§ **GIVEN TASK 1**:
Print everything in the summer institute announcement from "Furthermore, the hierarchical" down to "societies and communities.", keeping the wording unchanged.
═════ TEXT TO READ ═════
15 April, 2017 00:22
Theologies and Ethics of Justice

New Directions in 21st Century Islamic Thought

The 10th Annual Summer Institute for Scholars

Date: July 26-29, 2017

Venue: Herndon, VA 20170, USA

Recent debates within the Muslim community on issues of political legitimacy, loyalty and obedience in the aftermath of the Arab Uprisings, as well as on racial justice and discrimination in Western societies, deepened the demarcation between the individualist/moralist emphasis on personal responsibility/conscience and the structural approaches to social and political issues. They further exposed the blind spots within Muslim theology and ethics – including most, if not all, schools of thought – with regard to structural injustices and their relation to dominant political powers which some theologians privilege over the oppressed and the underdog. Authority and power are thus given a pass, while the disadvantaged is lectured about personal responsibility and morality.

Furthermore, the hierarchical approaches to ethics, derived from peculiar understandings of classical concepts, separate Muslim community into different classes of people, hence lending religious legitimacy to some sort of discrimination. The net result is support for dictatorial/despotic regimes and silence in front of grave abuses against human rights and rightful aspirations of many, especially young people, in Muslim societies and communities.
═════
§ **GIVEN TASK 2**:
Output everything in the entries from the line containing "Where can you spot the man's" down to the last entry, both ends included, reproducing each line without alteration.
═════ RECORDED INFORMATION ═════
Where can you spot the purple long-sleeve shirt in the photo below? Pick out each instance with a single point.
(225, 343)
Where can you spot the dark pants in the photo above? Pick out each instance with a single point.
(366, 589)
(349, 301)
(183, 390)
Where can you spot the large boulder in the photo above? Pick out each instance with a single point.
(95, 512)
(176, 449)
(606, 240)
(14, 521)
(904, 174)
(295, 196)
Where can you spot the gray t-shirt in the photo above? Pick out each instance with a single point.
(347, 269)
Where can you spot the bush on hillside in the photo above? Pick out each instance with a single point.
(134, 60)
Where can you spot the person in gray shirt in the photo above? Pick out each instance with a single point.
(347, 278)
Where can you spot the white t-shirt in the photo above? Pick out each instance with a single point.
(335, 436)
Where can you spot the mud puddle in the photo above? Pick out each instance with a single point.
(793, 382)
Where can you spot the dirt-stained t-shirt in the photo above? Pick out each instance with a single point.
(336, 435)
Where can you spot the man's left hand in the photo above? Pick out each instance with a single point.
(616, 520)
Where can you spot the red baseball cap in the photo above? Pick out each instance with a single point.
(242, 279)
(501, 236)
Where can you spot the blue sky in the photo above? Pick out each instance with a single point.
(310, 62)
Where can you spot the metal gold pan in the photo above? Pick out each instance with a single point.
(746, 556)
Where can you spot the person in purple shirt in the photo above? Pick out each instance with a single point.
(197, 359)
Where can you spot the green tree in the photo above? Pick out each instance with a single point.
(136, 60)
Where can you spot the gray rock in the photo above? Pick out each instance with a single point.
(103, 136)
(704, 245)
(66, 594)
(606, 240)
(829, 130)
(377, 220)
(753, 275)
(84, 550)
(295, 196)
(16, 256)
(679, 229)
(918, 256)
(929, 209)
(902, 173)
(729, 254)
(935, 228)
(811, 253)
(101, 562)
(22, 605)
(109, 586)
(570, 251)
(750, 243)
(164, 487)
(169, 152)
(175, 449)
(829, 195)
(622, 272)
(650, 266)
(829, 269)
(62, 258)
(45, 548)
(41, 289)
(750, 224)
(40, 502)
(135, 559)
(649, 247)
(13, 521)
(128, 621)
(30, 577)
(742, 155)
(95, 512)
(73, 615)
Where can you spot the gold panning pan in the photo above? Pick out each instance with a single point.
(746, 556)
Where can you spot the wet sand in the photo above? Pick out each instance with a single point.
═════
§ **RESULT 1**:
Furthermore, the hierarchical approaches to ethics, derived from peculiar understandings of classical concepts, separate Muslim community into different classes of people, hence lending religious legitimacy to some sort of discrimination. The net result is support for dictatorial/despotic regimes and silence in front of grave abuses against human rights and rightful aspirations of many, especially young people, in Muslim societies and communities.

§ **RESULT 2**:
Where can you spot the man's left hand in the photo above? Pick out each instance with a single point.
(616, 520)
Where can you spot the red baseball cap in the photo above? Pick out each instance with a single point.
(242, 279)
(501, 236)
Where can you spot the blue sky in the photo above? Pick out each instance with a single point.
(310, 62)
Where can you spot the metal gold pan in the photo above? Pick out each instance with a single point.
(746, 556)
Where can you spot the person in purple shirt in the photo above? Pick out each instance with a single point.
(197, 359)
Where can you spot the green tree in the photo above? Pick out each instance with a single point.
(136, 60)
Where can you spot the gray rock in the photo above? Pick out each instance with a single point.
(103, 136)
(704, 245)
(66, 594)
(606, 240)
(829, 130)
(377, 220)
(753, 275)
(84, 550)
(295, 196)
(16, 256)
(679, 229)
(918, 256)
(929, 209)
(902, 173)
(729, 254)
(935, 228)
(811, 253)
(101, 562)
(22, 605)
(109, 586)
(570, 251)
(750, 243)
(164, 487)
(169, 152)
(175, 449)
(829, 195)
(622, 272)
(650, 266)
(829, 269)
(62, 258)
(45, 548)
(41, 289)
(750, 224)
(40, 502)
(135, 559)
(649, 247)
(13, 521)
(128, 621)
(30, 577)
(742, 155)
(95, 512)
(73, 615)
Where can you spot the gold panning pan in the photo above? Pick out each instance with a single point.
(746, 556)
Where can you spot the wet sand in the photo above? Pick out each instance with a single point.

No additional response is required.